For the data that follows, print the line with "Target: person standing on road", the line with "Where can the moored", and all lines between them, exactly as they stand. Omit pictures and add nothing.

------ Given records ------

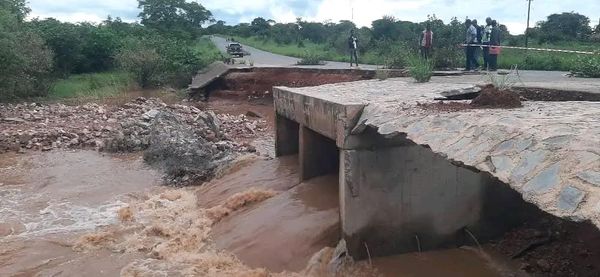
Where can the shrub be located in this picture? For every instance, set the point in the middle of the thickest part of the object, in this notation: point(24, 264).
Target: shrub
point(420, 69)
point(382, 74)
point(447, 58)
point(587, 66)
point(25, 62)
point(143, 62)
point(310, 58)
point(161, 61)
point(396, 57)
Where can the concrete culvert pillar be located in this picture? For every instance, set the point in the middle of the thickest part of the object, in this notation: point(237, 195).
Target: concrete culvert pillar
point(318, 154)
point(286, 136)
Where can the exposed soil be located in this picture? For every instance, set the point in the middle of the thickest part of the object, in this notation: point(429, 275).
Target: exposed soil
point(550, 246)
point(540, 94)
point(442, 106)
point(491, 97)
point(258, 82)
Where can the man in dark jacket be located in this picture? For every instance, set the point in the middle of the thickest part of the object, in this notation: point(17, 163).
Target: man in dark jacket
point(494, 41)
point(477, 49)
point(487, 35)
point(470, 39)
point(353, 46)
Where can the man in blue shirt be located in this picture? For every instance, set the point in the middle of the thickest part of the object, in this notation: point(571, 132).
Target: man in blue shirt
point(471, 38)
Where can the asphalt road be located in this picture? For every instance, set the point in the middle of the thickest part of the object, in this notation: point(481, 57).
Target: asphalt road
point(528, 78)
point(266, 59)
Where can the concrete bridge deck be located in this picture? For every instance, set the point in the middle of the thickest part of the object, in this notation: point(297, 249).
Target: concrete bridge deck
point(548, 152)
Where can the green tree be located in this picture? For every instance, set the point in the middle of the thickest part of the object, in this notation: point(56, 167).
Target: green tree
point(175, 17)
point(565, 26)
point(17, 8)
point(260, 27)
point(24, 60)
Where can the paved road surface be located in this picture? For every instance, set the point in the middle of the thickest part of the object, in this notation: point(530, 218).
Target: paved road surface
point(266, 59)
point(528, 78)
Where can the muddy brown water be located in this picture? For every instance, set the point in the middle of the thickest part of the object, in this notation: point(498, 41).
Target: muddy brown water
point(48, 200)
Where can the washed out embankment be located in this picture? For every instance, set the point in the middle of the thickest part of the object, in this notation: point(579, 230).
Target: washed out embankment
point(258, 82)
point(545, 151)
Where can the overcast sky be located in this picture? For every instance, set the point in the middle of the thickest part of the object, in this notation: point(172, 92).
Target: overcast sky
point(512, 13)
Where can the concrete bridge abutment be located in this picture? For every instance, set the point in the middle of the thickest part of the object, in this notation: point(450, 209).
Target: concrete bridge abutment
point(395, 196)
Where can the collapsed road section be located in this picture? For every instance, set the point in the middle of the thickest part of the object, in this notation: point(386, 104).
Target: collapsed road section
point(413, 178)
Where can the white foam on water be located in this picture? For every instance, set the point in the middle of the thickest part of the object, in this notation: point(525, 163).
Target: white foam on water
point(57, 217)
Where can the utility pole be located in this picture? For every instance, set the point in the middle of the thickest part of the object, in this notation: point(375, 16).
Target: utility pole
point(527, 30)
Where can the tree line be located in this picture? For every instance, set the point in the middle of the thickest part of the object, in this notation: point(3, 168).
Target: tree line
point(161, 49)
point(389, 37)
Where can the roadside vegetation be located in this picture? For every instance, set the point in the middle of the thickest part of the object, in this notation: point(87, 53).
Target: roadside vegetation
point(46, 58)
point(389, 41)
point(420, 69)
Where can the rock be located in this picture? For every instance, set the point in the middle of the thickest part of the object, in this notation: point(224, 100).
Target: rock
point(545, 181)
point(592, 177)
point(150, 115)
point(569, 199)
point(14, 120)
point(544, 265)
point(253, 114)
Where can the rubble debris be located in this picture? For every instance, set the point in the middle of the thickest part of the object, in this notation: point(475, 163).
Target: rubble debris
point(492, 97)
point(126, 128)
point(184, 154)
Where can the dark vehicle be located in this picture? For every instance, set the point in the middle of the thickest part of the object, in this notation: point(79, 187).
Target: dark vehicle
point(235, 49)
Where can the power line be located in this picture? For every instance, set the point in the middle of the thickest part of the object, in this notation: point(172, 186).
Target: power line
point(527, 30)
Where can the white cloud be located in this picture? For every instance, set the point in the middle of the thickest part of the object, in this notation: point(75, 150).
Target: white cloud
point(512, 13)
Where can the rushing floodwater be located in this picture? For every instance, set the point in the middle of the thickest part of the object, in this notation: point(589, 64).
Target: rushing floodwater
point(50, 201)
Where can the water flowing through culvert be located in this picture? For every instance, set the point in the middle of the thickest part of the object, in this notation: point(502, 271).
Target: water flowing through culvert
point(83, 213)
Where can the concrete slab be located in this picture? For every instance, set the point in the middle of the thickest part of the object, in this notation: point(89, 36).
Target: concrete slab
point(209, 74)
point(540, 150)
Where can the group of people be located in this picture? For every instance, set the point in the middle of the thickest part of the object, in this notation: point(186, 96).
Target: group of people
point(480, 38)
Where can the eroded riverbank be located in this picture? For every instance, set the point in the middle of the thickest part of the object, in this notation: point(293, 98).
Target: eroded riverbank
point(77, 212)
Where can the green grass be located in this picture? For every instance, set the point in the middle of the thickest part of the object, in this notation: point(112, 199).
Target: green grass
point(208, 51)
point(92, 86)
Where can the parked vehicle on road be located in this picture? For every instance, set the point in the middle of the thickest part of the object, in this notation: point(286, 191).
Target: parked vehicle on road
point(235, 49)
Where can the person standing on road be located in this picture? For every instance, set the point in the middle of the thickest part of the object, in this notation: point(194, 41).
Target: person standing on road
point(353, 46)
point(426, 42)
point(485, 40)
point(477, 50)
point(471, 38)
point(494, 41)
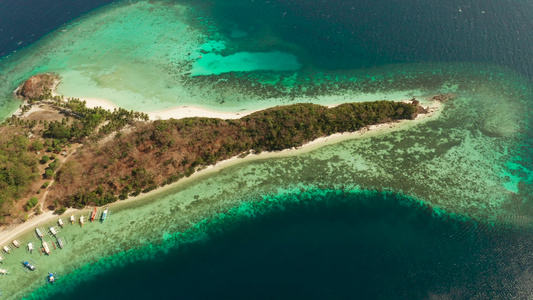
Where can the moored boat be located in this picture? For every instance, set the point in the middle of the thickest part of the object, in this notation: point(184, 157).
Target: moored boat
point(39, 233)
point(104, 215)
point(93, 215)
point(60, 243)
point(45, 248)
point(53, 231)
point(28, 265)
point(50, 277)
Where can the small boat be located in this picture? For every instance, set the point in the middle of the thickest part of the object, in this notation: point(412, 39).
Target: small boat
point(53, 231)
point(39, 233)
point(104, 215)
point(45, 248)
point(28, 265)
point(50, 277)
point(93, 216)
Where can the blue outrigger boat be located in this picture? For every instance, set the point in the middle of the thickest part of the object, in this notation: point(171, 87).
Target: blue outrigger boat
point(50, 277)
point(28, 265)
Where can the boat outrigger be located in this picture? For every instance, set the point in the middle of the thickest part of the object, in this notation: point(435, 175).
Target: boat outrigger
point(93, 215)
point(104, 215)
point(45, 248)
point(39, 233)
point(50, 277)
point(28, 265)
point(53, 231)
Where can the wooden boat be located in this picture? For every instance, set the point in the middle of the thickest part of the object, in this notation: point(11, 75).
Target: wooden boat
point(104, 215)
point(39, 233)
point(28, 266)
point(53, 231)
point(45, 248)
point(50, 277)
point(93, 215)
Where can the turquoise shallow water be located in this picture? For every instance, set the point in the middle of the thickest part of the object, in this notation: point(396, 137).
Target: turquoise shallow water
point(469, 167)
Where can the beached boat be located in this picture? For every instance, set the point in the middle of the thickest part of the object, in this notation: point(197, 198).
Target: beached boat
point(104, 215)
point(53, 231)
point(45, 248)
point(39, 233)
point(50, 277)
point(28, 265)
point(93, 215)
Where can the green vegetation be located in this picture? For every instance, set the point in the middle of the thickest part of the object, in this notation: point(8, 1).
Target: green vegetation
point(164, 151)
point(31, 203)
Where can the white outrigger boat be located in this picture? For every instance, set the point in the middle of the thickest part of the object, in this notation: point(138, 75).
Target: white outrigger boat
point(45, 248)
point(60, 243)
point(39, 233)
point(104, 214)
point(53, 231)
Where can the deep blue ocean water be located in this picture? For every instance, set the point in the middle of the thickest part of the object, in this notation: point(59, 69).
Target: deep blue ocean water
point(377, 248)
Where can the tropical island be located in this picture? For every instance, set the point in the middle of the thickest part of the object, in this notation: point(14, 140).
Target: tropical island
point(58, 153)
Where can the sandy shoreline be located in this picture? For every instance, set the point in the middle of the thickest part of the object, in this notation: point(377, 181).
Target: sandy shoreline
point(7, 234)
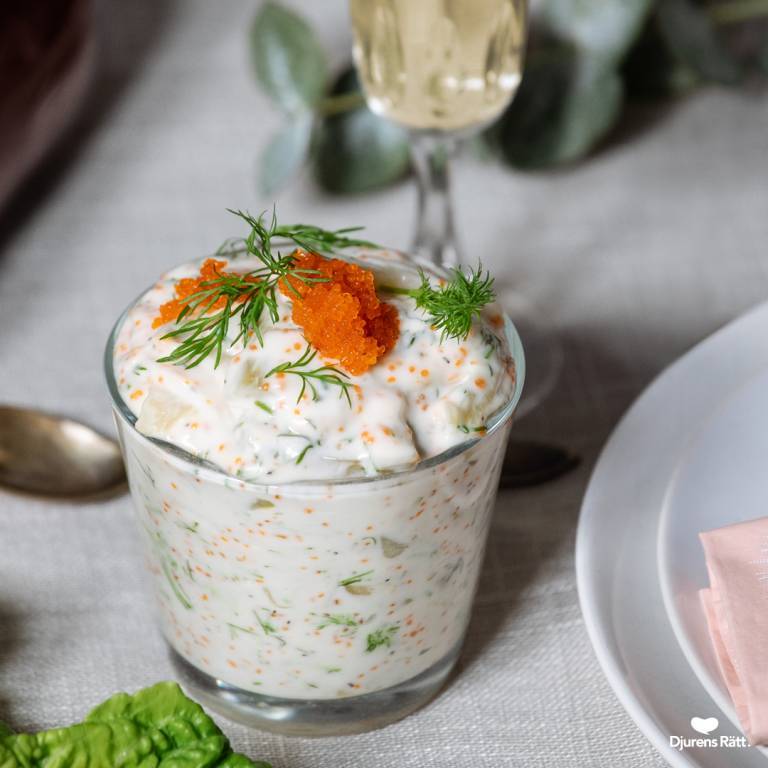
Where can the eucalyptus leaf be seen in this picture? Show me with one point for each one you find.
(652, 71)
(357, 151)
(605, 28)
(566, 104)
(289, 62)
(693, 38)
(286, 152)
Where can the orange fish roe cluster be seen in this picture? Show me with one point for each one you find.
(343, 317)
(209, 271)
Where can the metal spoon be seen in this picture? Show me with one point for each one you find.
(51, 455)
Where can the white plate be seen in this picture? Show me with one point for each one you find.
(722, 479)
(635, 487)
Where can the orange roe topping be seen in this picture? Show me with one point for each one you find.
(343, 317)
(209, 271)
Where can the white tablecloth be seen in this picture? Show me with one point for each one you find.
(634, 256)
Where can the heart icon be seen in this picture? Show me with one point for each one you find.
(704, 725)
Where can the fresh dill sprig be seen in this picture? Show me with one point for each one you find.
(248, 295)
(325, 374)
(452, 306)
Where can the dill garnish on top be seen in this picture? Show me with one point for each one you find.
(204, 315)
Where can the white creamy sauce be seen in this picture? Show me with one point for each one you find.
(427, 395)
(325, 590)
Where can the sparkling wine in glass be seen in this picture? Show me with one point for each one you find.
(443, 69)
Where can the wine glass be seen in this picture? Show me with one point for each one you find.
(445, 69)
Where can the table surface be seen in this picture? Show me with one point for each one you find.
(633, 257)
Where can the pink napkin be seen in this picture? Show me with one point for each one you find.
(736, 607)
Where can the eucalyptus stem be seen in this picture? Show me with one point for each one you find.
(339, 103)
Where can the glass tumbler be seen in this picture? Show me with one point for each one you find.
(314, 608)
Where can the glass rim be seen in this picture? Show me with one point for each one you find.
(495, 422)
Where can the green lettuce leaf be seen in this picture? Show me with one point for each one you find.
(158, 727)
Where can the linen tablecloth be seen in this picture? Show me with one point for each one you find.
(633, 257)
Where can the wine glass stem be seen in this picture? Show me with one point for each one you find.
(435, 238)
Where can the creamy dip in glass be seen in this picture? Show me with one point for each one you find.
(306, 553)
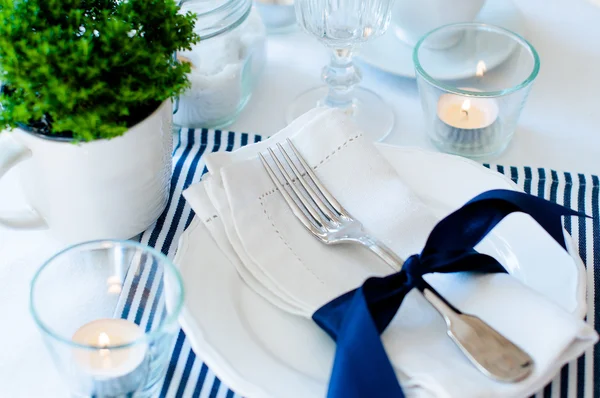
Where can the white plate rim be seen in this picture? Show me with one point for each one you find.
(221, 367)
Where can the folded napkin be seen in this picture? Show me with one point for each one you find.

------

◆ Task result:
Target: person standing on road
point(353, 46)
point(426, 42)
point(485, 40)
point(477, 50)
point(471, 38)
point(494, 41)
Where can the moored boat be located in this picture? For every instance, set the point in the middle of the thickest part of the object, in this notation: point(184, 157).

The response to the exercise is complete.